# Görev 1:
Aşağıdaki AK Parti ve "Sessiz Çoğunluk" konulu yazıyı tek kelimesini bile değiştirmeden baştan sona yeniden yazın.

# Belge Bölümü:
══════════════════════════════

AK Parti karşıtı olmayı ve Tayyip Erdoğan takıntısını matem anlarını bile istismar ederek eyleme dönüştürenlere söylenmesi gereken bir söz var: - Ülkeye de, demokrasiye de, kendinize de insafsızlık ediyorsunuz! Sonuçta bu kesimden düşüncelerinin dikkate alınması gereken bazılarının seslendirdikleri doğru sözler bile, hesaba alınmaz hale geldi. Ve "Gürültücü azınlık"ın her eylemi ve komplosu ertesinde ülkenin kaderine yön veren "Sessiz Çoğunluk" Menderes'in, Özal'ın kaderlerinin, Başbakan Erdoğan için de biçilmesine izin vermeyeceğini vurguladığı için, olay artık ak ve kara tercihine dönüştü. Griler hesaba alınmaz oldu.

══════════════════════════════

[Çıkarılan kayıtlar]

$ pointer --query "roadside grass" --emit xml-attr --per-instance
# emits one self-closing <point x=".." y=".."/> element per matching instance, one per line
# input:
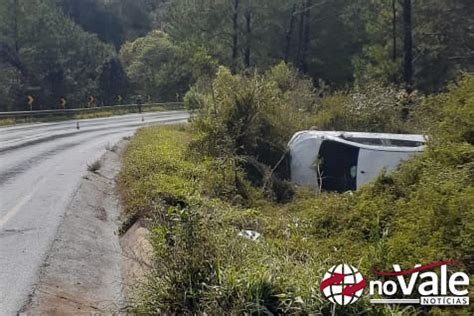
<point x="195" y="211"/>
<point x="78" y="116"/>
<point x="95" y="166"/>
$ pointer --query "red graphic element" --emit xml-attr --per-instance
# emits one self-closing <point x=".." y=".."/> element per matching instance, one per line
<point x="422" y="268"/>
<point x="335" y="279"/>
<point x="350" y="290"/>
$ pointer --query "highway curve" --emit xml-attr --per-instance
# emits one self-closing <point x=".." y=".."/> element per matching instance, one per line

══════════════════════════════

# Görev 2:
Yukarıdaki kayıtları düzenleyin. Tüm kayıtlarda geçen "--per-instance" ifadesini "--each-match" ile değiştirin ve geri kalan her şeyi aynen bırakarak satırları yeniden verin. Yanıta resimleri koymayın.

# Çözümlü Yanıt 1:
AK Parti karşıtı olmayı ve Tayyip Erdoğan takıntısını matem anlarını bile istismar ederek eyleme dönüştürenlere söylenmesi gereken bir söz var: - Ülkeye de, demokrasiye de, kendinize de insafsızlık ediyorsunuz! Sonuçta bu kesimden düşüncelerinin dikkate alınması gereken bazılarının seslendirdikleri doğru sözler bile, hesaba alınmaz hale geldi. Ve "Gürültücü azınlık"ın her eylemi ve komplosu ertesinde ülkenin kaderine yön veren "Sessiz Çoğunluk" Menderes'in, Özal'ın kaderlerinin, Başbakan Erdoğan için de biçilmesine izin vermeyeceğini vurguladığı için, olay artık ak ve kara tercihine dönüştü. Griler hesaba alınmaz oldu.

# Çözümlü Yanıt 2:
$ pointer --query "roadside grass" --emit xml-attr --each-match
# emits one self-closing <point x=".." y=".."/> element per matching instance, one per line
# input:
<point x="195" y="211"/>
<point x="78" y="116"/>
<point x="95" y="166"/>
$ pointer --query "red graphic element" --emit xml-attr --each-match
# emits one self-closing <point x=".." y=".."/> element per matching instance, one per line
<point x="422" y="268"/>
<point x="335" y="279"/>
<point x="350" y="290"/>
$ pointer --query "highway curve" --emit xml-attr --each-match
# emits one self-closing <point x=".." y=".."/> element per matching instance, one per line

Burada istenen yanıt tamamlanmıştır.